→ Task requirements:
Every line with the string "instance" in it belongs in your answer, so copy them all from the data.

→ Data provided:
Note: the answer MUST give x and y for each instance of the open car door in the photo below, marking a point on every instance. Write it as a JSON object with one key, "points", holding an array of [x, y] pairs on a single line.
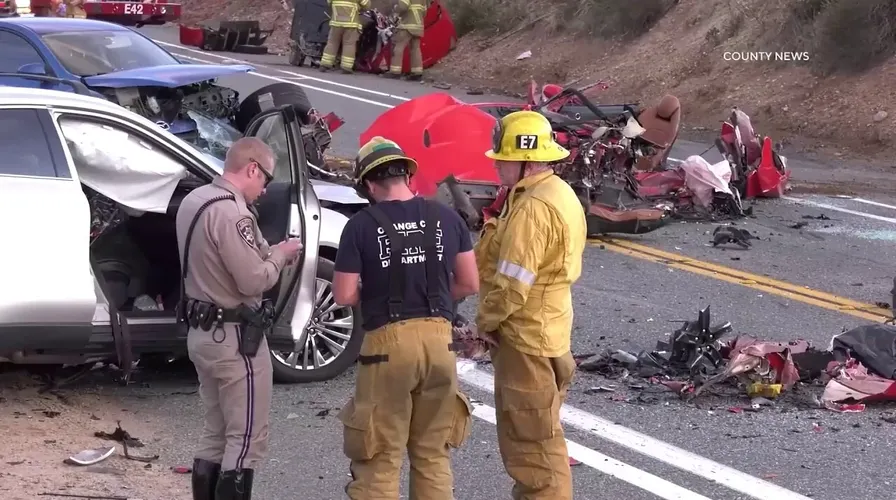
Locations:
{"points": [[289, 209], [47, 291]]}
---
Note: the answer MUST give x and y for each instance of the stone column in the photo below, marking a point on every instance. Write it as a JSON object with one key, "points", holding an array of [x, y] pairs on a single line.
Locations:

→ Result of the task:
Note: the answer MUST give x and y for each instance of the open car door in the photo below, marking a point on every instance. Write it as a JSON object with one key, "points", holding an array of [x, y] pairs on a single line.
Note: the answer MUST give x and y for each instance of the stone column in the photo below, marking a point on every instance. Write it as a JSON object with one key, "points", holding an array of [x, y] pairs on a single line.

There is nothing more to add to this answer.